- EXCERPTED PASSAGE
This seems like a good place to leave off for today. Now that we discussed some gameplay and the sideboard, we can talk about how to approach specific matchups in what I expect to be the final part. I’ll also address the notable omissions from my list because I saw a few people request that in the last article. If there’s anything you’re curious about that I haven’t covered or mentioned, just let me know. I’ll try to get everything in.

- DATASET EXCERPTS
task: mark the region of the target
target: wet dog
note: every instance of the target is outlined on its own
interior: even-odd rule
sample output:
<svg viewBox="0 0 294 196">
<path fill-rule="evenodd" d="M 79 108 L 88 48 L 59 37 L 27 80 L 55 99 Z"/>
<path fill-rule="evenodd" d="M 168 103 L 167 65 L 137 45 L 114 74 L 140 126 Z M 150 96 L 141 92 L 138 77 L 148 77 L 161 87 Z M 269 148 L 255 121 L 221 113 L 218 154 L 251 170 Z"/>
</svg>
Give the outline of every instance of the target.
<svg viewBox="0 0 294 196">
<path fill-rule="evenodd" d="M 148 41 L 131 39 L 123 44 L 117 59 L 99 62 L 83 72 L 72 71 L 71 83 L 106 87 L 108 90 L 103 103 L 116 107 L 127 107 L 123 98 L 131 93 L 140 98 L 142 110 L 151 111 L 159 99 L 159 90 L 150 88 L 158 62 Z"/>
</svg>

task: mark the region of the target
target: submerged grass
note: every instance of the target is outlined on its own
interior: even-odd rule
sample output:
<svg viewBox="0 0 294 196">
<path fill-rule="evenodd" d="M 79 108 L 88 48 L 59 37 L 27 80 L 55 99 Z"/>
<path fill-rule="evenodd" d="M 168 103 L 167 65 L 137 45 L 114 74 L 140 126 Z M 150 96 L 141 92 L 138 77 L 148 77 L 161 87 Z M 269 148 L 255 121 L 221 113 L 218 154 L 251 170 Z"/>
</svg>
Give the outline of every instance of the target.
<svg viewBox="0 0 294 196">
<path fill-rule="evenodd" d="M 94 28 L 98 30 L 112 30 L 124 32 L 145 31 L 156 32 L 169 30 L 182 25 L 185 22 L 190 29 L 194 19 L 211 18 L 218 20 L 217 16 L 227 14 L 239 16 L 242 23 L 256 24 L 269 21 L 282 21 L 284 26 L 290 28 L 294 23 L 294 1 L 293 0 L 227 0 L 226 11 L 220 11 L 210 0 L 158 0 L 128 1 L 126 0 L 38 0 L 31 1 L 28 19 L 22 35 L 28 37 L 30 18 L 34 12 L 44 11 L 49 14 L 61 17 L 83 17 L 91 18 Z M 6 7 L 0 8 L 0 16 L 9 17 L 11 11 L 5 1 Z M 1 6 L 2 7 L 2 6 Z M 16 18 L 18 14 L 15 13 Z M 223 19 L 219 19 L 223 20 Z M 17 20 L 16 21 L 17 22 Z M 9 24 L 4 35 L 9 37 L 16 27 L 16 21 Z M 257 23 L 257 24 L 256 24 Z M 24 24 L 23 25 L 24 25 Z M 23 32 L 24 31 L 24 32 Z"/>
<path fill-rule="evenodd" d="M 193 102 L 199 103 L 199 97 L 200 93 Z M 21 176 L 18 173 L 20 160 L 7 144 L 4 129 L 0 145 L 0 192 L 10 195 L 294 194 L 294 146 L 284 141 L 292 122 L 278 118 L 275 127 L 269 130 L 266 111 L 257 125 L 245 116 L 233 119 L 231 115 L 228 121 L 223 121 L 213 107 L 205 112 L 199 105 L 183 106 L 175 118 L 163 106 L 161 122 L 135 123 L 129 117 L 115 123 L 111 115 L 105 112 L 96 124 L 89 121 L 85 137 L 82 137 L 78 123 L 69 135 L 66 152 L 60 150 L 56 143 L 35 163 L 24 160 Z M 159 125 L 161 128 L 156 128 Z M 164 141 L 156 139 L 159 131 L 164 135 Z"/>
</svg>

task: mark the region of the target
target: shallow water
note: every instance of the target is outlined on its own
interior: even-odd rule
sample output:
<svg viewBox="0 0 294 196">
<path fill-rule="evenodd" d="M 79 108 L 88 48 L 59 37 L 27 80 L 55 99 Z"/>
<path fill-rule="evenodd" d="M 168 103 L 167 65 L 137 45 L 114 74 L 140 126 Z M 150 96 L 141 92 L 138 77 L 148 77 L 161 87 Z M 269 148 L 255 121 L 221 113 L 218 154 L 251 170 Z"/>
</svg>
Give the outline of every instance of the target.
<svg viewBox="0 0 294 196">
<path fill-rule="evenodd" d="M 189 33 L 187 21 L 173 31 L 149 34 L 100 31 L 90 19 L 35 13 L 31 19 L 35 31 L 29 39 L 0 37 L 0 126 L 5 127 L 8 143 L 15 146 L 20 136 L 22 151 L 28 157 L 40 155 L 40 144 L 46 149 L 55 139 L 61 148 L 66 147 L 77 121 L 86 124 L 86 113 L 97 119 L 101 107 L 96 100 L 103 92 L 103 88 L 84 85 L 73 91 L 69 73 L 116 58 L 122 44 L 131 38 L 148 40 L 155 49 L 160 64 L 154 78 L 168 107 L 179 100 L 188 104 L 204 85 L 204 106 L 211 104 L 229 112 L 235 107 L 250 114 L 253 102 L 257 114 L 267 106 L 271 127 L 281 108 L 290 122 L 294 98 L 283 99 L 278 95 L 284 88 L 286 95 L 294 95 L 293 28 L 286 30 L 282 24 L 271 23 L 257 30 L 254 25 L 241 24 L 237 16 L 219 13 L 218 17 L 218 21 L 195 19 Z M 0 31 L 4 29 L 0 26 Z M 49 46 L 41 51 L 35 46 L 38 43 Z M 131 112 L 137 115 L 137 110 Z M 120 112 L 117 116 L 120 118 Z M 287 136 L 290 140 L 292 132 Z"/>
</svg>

- EXERCISE DIRECTIONS
Can you reproduce, word for word, everything in the article's closing paragraph from "This seems like" down to "get everything in."? Work only from the text, not from the records.

- EXPECTED ANSWER
This seems like a good place to leave off for today. Now that we discussed some gameplay and the sideboard, we can talk about how to approach specific matchups in what I expect to be the final part. I’ll also address the notable omissions from my list because I saw a few people request that in the last article. If there’s anything you’re curious about that I haven’t covered or mentioned, just let me know. I’ll try to get everything in.